▶ GIVEN ENTRIES
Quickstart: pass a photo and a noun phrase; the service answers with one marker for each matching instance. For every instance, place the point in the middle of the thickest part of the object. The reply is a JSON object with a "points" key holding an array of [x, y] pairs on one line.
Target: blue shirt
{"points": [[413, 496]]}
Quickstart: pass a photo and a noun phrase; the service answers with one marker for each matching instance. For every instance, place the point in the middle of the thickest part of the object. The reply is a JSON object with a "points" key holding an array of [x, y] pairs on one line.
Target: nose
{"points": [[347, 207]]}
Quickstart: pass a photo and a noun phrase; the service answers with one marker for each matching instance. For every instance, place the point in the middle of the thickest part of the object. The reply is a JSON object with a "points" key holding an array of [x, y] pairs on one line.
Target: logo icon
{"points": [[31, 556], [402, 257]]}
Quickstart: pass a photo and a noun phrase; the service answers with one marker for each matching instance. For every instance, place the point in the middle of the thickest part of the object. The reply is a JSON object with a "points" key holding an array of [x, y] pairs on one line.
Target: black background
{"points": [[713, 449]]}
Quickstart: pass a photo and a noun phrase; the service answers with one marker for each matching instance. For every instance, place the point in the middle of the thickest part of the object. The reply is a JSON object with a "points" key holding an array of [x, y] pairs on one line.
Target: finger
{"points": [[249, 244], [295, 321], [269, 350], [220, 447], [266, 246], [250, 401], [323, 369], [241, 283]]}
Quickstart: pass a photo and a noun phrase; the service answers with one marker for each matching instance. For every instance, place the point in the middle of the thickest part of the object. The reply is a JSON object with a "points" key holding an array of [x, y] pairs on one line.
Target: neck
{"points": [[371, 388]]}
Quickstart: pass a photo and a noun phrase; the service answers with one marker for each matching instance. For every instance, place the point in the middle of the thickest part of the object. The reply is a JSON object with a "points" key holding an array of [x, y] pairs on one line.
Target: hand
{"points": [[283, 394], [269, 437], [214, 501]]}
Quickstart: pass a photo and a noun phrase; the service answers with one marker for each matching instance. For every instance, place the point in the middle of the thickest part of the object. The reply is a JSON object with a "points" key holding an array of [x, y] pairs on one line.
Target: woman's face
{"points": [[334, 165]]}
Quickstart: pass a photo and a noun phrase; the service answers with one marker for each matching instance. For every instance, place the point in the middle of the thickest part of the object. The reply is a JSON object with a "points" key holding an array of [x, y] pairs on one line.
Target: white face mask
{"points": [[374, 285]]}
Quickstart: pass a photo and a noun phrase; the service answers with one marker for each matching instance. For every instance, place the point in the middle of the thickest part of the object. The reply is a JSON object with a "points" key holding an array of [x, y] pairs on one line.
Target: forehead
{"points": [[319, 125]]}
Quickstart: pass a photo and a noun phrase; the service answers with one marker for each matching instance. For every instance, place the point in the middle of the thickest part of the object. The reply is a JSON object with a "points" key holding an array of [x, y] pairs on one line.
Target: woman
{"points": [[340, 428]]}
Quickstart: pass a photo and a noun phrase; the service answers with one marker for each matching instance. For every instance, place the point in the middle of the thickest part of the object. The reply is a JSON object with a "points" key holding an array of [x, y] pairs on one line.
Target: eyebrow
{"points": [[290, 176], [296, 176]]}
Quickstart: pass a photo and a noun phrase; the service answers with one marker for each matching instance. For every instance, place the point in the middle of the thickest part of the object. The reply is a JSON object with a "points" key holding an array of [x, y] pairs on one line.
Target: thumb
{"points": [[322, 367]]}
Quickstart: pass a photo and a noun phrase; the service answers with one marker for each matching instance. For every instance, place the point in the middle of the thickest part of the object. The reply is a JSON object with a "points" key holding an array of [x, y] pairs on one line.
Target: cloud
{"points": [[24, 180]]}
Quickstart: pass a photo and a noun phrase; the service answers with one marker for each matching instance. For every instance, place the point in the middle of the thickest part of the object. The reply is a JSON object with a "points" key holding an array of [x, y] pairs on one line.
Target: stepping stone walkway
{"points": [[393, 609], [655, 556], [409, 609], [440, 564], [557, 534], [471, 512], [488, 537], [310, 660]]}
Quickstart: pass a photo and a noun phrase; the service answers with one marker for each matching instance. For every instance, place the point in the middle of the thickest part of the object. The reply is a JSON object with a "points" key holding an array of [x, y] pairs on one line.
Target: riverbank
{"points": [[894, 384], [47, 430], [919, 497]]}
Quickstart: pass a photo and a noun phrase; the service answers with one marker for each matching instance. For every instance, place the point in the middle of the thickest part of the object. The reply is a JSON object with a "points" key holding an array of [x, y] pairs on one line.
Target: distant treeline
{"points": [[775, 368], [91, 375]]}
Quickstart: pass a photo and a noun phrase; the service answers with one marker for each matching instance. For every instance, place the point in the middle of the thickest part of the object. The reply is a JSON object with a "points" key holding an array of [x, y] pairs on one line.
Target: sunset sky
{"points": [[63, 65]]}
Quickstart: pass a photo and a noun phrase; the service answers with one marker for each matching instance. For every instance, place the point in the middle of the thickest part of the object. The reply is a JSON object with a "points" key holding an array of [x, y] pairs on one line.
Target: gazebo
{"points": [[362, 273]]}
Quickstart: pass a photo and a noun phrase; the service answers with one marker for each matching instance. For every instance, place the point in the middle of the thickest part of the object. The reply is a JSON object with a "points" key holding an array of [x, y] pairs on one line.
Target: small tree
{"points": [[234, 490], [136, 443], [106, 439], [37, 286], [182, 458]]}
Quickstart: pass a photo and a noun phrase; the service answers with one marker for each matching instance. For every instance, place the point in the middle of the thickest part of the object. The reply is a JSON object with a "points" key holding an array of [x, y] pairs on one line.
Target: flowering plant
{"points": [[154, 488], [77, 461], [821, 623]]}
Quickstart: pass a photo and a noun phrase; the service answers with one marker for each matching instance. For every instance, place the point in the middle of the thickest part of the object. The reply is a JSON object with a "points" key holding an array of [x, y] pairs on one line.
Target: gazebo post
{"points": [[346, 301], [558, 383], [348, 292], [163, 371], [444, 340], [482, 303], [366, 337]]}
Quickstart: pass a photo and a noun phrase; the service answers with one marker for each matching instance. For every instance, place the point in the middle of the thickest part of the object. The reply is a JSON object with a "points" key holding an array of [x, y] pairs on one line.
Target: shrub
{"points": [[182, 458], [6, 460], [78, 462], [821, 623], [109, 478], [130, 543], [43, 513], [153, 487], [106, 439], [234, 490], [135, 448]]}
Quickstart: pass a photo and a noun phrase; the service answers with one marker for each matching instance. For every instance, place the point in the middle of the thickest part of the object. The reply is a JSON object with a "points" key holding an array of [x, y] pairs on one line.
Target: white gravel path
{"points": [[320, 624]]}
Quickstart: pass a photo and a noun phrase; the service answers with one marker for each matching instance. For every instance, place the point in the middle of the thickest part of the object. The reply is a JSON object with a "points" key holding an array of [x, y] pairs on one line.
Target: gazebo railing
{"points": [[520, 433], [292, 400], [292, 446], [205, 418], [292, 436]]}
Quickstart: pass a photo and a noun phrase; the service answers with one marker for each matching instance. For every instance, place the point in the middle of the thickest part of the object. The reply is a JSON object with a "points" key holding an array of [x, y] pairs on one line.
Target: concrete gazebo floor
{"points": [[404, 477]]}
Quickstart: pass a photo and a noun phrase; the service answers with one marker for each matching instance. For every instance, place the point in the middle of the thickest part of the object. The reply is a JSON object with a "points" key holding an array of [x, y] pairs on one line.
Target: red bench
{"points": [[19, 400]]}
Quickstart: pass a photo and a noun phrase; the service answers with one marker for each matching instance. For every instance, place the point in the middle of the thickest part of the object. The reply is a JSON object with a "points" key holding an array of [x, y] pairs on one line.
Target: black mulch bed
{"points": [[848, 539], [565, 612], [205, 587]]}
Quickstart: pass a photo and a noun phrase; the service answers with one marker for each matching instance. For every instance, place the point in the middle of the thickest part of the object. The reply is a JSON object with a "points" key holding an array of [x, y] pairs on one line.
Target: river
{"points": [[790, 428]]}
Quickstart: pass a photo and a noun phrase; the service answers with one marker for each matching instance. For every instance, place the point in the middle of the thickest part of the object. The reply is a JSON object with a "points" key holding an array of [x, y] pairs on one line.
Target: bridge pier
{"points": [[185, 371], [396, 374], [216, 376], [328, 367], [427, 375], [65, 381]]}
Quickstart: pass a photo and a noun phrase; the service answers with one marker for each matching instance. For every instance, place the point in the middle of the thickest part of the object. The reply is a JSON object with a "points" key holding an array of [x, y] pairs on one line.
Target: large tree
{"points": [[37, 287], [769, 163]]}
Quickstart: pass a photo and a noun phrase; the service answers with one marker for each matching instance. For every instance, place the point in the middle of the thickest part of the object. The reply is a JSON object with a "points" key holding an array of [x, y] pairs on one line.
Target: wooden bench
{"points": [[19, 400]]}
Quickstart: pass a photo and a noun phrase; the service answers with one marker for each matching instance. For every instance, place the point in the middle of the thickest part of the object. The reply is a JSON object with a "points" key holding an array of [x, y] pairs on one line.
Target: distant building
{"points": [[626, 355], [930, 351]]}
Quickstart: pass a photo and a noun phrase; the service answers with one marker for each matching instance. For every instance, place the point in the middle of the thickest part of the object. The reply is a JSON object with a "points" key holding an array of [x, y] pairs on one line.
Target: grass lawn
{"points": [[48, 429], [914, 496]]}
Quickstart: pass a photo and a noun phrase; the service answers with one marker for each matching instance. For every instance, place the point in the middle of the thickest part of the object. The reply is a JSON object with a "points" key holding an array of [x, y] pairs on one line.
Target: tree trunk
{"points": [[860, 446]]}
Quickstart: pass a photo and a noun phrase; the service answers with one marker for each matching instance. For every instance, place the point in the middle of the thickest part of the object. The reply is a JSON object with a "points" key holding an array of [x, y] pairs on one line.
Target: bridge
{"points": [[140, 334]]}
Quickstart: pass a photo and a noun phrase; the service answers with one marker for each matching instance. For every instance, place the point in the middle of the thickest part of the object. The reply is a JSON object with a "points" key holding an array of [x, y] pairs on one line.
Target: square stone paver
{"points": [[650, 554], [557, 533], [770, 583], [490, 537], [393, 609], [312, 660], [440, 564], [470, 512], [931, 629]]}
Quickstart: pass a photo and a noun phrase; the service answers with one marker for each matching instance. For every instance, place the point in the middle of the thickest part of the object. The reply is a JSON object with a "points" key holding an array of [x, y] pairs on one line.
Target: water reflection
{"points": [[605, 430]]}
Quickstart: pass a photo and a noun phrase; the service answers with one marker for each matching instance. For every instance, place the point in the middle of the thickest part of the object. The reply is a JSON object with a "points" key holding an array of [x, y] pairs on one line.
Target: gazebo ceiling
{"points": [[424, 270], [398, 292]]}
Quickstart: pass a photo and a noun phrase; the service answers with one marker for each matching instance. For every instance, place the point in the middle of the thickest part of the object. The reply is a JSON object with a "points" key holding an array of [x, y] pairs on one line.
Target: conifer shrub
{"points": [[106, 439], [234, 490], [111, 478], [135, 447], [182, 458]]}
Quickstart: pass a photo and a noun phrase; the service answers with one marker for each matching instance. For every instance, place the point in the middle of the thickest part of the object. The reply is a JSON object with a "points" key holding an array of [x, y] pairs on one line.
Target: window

▶ INSTRUCTIONS FOR THE TASK
Please report how many lines of the material above contain the string "black". Give only the number.

▶ COMPLETE RESPONSE
2